Entries from a pointing dataset:
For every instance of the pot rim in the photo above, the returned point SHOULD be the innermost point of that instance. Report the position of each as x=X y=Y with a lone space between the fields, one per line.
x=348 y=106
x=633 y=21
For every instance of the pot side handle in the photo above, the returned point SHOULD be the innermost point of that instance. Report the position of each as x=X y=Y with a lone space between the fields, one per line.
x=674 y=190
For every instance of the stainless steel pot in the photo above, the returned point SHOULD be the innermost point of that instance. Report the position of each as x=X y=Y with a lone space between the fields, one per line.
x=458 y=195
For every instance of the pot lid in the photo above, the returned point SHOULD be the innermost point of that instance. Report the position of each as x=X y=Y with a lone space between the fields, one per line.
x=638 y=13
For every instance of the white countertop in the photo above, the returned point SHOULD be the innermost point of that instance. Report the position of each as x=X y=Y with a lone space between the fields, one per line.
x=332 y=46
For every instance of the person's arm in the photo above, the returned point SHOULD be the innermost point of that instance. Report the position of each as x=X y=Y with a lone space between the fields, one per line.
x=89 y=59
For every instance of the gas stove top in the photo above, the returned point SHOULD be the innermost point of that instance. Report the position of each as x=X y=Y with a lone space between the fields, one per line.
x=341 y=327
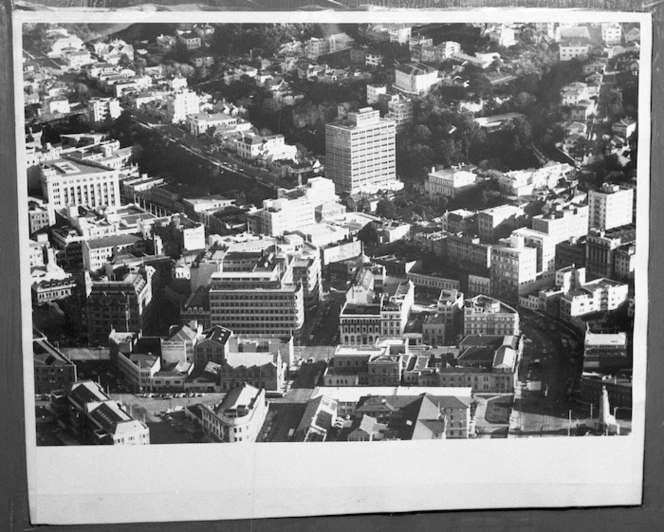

**TASK PROMPT:**
Rewrite every one of the records above, substituting "central point" for "innermost point" and changing nothing else. Leave the pictures out of your answer.

**RESPONSE TO THE TASK:**
For every instance of the pot rim in the photo above, the returned point SHOULD be the central point of that instance. Report the position of each as x=X y=Y with a lone space between the fields, one per line.
x=348 y=106
x=633 y=21
For every instance of the pot side handle in the photo above, the returned point SHOULD be the central point of that instance. Report the position of each as x=X y=Y with a lone space between the fields, one per line.
x=674 y=190
For every instance of the stainless steel pot in the photo above, the returned point SHOULD be the central point of that instance. Report the position of each as x=X y=Y with a lone space between the fields, one per line.
x=458 y=195
For every instance of the pot lid in the photo above, the returned point SHOULD be the central point of that instance. Report the position of each as x=X y=Y with a lone space between the fields, one per line.
x=638 y=13
For every instance of the white countertop in the photo above, the returned point SHOULD be the central point of that instance. Report the position of each as x=X y=Y with a lone space between the fields, one per line.
x=332 y=46
For every instance of the person's arm in the photo above, the returned point SHOULD be the central point of that instance. Report the position of each as x=X y=Y with a lone space between the fields, one per line.
x=89 y=59
For every instance of the gas stove top in the photo above, the returned point SHOULD be the central point of that instance. Report the position of each as x=X y=Y with a lone space between the fields, one per line.
x=341 y=327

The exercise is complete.